- _Work instructions_: Rewrite the records starting at the line that contains "Exercise. For every instance of the stage, find" and ending at the line that contains "[(87, 296)]", both included, with their requests. Multiply every point coordinate in the answers by 2.25 and round to whole numbers, halves up, leaving the numbers in the requests and their format samples unchanged.

- _The data_:

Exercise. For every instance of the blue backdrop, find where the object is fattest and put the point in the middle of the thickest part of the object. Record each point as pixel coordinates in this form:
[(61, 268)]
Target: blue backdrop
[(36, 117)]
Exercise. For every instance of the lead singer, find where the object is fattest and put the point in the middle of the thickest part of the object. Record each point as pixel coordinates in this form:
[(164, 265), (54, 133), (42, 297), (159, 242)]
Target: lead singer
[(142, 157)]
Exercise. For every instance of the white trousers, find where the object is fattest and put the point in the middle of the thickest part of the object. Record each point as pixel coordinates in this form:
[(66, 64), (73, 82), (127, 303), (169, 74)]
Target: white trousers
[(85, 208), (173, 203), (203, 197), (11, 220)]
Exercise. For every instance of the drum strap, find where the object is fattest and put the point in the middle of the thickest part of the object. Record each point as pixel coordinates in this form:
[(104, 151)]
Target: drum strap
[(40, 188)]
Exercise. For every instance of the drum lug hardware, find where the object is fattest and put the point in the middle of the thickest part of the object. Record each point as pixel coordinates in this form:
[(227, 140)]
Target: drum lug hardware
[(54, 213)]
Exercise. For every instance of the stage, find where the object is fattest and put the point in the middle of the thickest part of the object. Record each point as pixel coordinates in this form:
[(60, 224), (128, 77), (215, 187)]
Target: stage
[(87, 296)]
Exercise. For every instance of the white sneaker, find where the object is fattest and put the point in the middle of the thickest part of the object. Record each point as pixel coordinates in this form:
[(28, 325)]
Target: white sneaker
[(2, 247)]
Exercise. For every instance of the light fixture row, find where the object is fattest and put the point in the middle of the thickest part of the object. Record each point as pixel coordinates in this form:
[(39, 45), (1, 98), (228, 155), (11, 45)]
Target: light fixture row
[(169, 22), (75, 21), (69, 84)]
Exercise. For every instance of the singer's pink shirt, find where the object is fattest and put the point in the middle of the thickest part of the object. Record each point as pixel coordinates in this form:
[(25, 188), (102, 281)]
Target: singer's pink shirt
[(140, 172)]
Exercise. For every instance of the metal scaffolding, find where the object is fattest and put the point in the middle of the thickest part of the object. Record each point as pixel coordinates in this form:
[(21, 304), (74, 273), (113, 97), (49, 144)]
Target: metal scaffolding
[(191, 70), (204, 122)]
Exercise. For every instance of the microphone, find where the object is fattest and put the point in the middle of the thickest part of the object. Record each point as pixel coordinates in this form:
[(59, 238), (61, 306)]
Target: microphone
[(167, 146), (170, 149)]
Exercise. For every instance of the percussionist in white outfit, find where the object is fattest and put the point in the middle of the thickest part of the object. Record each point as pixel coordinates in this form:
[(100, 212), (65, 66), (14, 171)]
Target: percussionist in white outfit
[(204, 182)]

---

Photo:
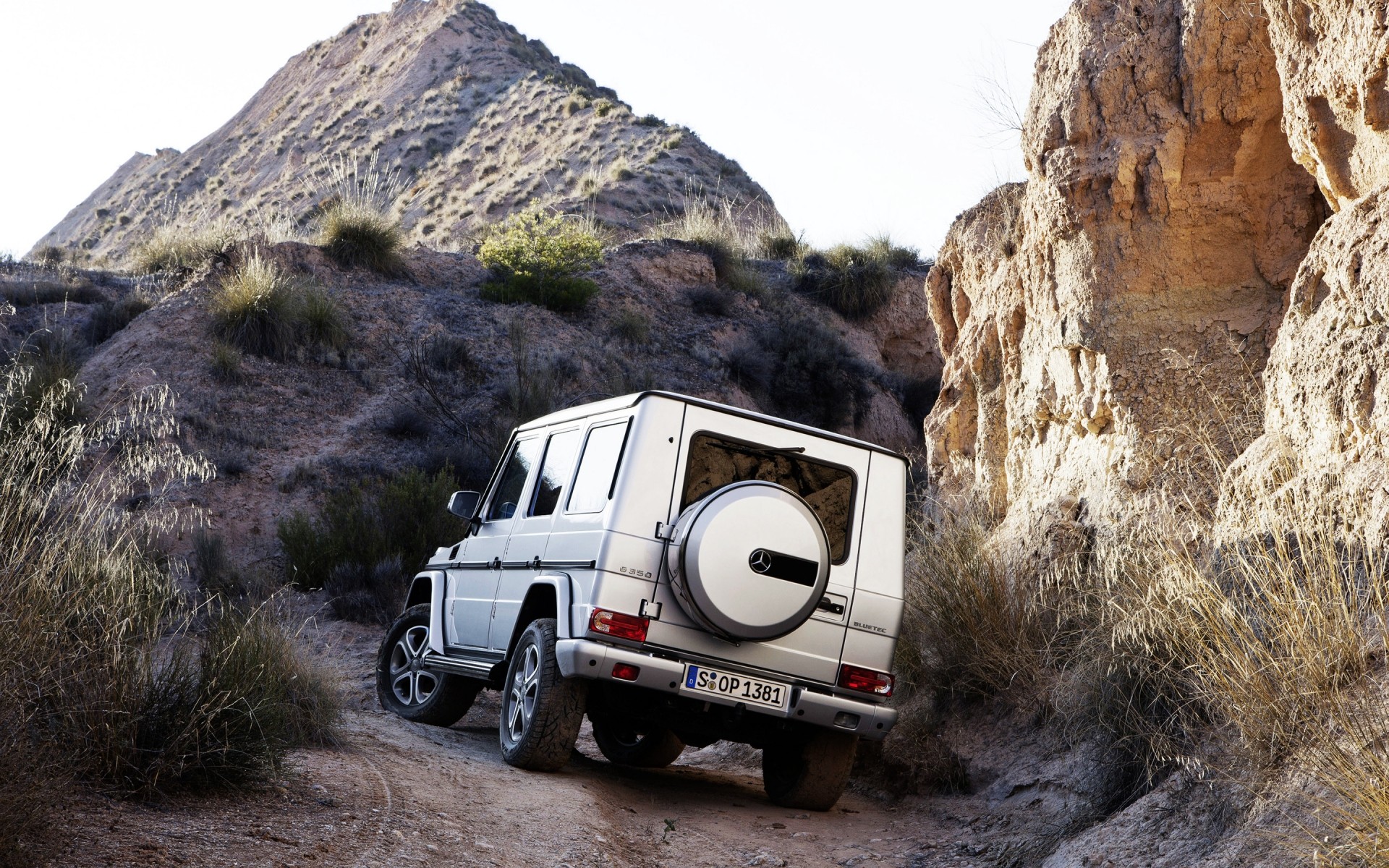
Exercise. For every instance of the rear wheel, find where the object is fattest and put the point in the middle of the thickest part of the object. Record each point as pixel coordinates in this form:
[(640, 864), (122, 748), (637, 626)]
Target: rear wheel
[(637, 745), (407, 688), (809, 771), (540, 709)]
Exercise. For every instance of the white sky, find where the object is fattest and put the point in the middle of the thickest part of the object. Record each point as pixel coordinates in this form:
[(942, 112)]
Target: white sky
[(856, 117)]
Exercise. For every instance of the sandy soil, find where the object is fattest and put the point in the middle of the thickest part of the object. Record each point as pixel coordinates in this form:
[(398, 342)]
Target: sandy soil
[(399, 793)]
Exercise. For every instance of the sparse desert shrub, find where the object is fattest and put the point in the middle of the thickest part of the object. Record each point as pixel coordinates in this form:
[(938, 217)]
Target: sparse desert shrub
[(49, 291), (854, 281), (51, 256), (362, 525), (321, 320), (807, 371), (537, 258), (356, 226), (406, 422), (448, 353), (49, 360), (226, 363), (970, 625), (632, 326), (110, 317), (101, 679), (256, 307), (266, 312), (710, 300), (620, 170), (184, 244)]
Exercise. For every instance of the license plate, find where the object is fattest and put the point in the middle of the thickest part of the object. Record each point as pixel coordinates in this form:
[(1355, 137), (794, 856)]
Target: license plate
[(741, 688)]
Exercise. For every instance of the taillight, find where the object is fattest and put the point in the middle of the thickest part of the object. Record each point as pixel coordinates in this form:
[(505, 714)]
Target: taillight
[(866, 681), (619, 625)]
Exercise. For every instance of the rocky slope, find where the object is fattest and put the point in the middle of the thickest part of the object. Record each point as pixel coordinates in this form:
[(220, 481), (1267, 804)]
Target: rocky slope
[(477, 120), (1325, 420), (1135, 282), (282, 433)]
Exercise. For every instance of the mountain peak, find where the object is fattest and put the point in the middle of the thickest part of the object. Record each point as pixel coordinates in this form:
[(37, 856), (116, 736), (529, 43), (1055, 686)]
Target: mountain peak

- _Full output_:
Exercise. For every instance of the stage, find where the object is fattest and put the point in the middle of the thickest part of the object. Record each point as pixel coordinates in this form:
[(60, 224), (128, 77), (215, 187)]
Target: stage
[(196, 666)]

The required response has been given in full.